Excerpted passage -
*****

I mentioned before, that on June 1st, 1962, Celan received the Prague anthology, and that in this historically significant context, he read the “Poem of the End.” On the two following days, Celan translated a long poem from Russian which, more than any other text he translated, focused on the extermination of the Jewish people in connection with the intentional forgetting and suppression of this extermination. It was not a poem by Marina Tsvetayeva. It was the poem “Babii Yar” by Yevgeny Yevtushenko:


Babii Yar

No monument stands over Babii Yar.
A drop sheer as a crude gravestone.
I am afraid.
Today I am as old in years
as all the Jewish people.
Now I seem to be
a Jew.
Here I plod through ancient Egypt.
Here I perish crucified, on the cross,
and to this day I bear the scars of nails.
I seem to be
Dreyfus.
The Philistine
is both informer and judge.
I am behind bars.
Beset on every side.
Hounded,
Spat on,
slandered.
Squealing, dainty ladies in flounced Brussels lace
stick their parasols into my face.
I seem to be then
a young boy in Byelostok.
Blood runs, spilling over the floors.
The bar-room rabble-rousers
give off a stench of vodka and onion.
A boot kicks me aside, helpless. In vain I plead with these pogrom bullies.
While they jeer and shout,
"Beat the Yids. Save Russia!"
Some grain-marketeer beats up my mother.
O my Russian people!
I know
you
are international to the core.
But those with unclean hands
have often made a jingle of your purest name.
I know the goodness of my land.
How vile these antisemites ñ
without a qualm
they pompously called themselves
“The Union of the Russian People!”
I seem to be
Anne Frank
transparent
as a branch in April.
And I love.
And have no need of phrases.
My need
is what we gaze into each other.
How little we can see
or smell!
We are denied the leaves
we are denied the sky.
Yet we can do so much --
tenderly
embrace each other in a dark room.
They're coming here?
Be not afraid. Those are the booming
sounds of spring:
spring is coming here.
Come then to me.
Quick, give me your lips.
Are they smashing down the door?
No, it's the ice-breaking ...
The wild grasses rustle over Babii Yar.
The trees look ominous,
like judges.
Here all things scream silently,
and, baring my head,
slowly I feel myself
turning gray.
And I myself
am one massive, soundless scream
above the thousand thousand buried here.
I am
each old man
here shot dead.
I am
every child
here shot dead.
Nothing in me
shall ever forget!
The “Internationale,” let it
thunder
when the last antisemite on earth
is buried forever.
In my blood there is no Jewish blood.
In their callous rage, all antisemites
must hate me now as a Jew.
For that reason
I am a true Russian!
{21}

It appears to me that in his translation, Celan leans very heavily on the denunciation of his own person as manifested in what became known as the Goll Affair.{22} This poem appeared on the occasion of the twentieth anniversary of the massacre of Babii Yar, the name of a ravine north of Kiev where, in less than two days, German troops and SS commandos machine-gunned and buried 34,000 Jews. Over the next two years, the German army killed and buried another 100,000 people here, only to exhume and burn the corpses, or crush them using the gravestones from the nearby Jewish cemetery in an effort to wipe away every trace of the mass grave before they retreated from the Ukraine. After the end of the war, several individuals tried and failed to get a monument set up at Babii Yar. When plans for the construction of a sports stadium on the site became public, Yevgeny Yevtushenko wrote the poem “Babii Yar” in protest, and it was printed in the Literaturnaya Gazeta on September 19th, 1961.

*****

Source material -
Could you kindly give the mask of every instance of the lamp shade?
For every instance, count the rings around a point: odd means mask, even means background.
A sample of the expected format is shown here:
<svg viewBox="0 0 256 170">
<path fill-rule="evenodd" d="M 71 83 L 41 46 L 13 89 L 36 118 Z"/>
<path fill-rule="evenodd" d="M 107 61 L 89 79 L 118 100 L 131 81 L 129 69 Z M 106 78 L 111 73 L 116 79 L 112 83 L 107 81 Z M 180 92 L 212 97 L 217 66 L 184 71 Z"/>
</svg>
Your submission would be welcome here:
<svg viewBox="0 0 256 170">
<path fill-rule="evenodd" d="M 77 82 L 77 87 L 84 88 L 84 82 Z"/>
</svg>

*****

Short exercise 1 - Rewrite the lines of the records as a numbered list, omitting any blank lines.
Short exercise 2 - Extend the passage on Celan's translation of "Babii Yar" past its last sentence.

Exercise response 1 -
1. Could you kindly give the mask of every instance of the lamp shade?
2. For every instance, count the rings around a point: odd means mask, even means background.
3. A sample of the expected format is shown here:
4. <svg viewBox="0 0 256 170">
5. <path fill-rule="evenodd" d="M 71 83 L 41 46 L 13 89 L 36 118 Z"/>
6. <path fill-rule="evenodd" d="M 107 61 L 89 79 L 118 100 L 131 81 L 129 69 Z M 106 78 L 111 73 L 116 79 L 112 83 L 107 81 Z M 180 92 L 212 97 L 217 66 L 184 71 Z"/>
7. </svg>
8. Your submission would be welcome here:
9. <svg viewBox="0 0 256 170">
10. <path fill-rule="evenodd" d="M 77 82 L 77 87 L 84 88 L 84 82 Z"/>
11. </svg>

Exercise response 2 -
The voice is of one directly affected. He articulates a fate which was not his, but at the same time is a part of him. It's a confession. The affect on him comes not from the past, but from the present of what is said:

Nad Babij Jarom pamjatnikov net.
Krutoj obryv, kak gruboe nadgrobíe.

Über Babij Jar, da steht kein Denkmal. .
Ein schroffer Hang -- der eine, unbehauene Grabstein.

A poem, in lieu of a monument, takes upon itself the neglected remembrance and the mourning left undone. It is an identificatory voice which assumes another identity not only spatially and temporally: it is an acknowledgment of the denounced and the aggrieved, the dishonored and the dispossessed, to the murdered, and to Jews. It is an identity which would seem to be alien to the voice of who is speaking: he is a Russian. But for him, the concept of what Russia actually means includes a solidarity with the victims, a call to take up opposition, not to forget, nor to suppress. Only in this -- unpopular -- acknowledgement does the true being of he who speaks attain fulfillment: a Russian for whom the “Internationale” is his political ideal and the ideal of a humanity in peril. And this peril has yet to be banished.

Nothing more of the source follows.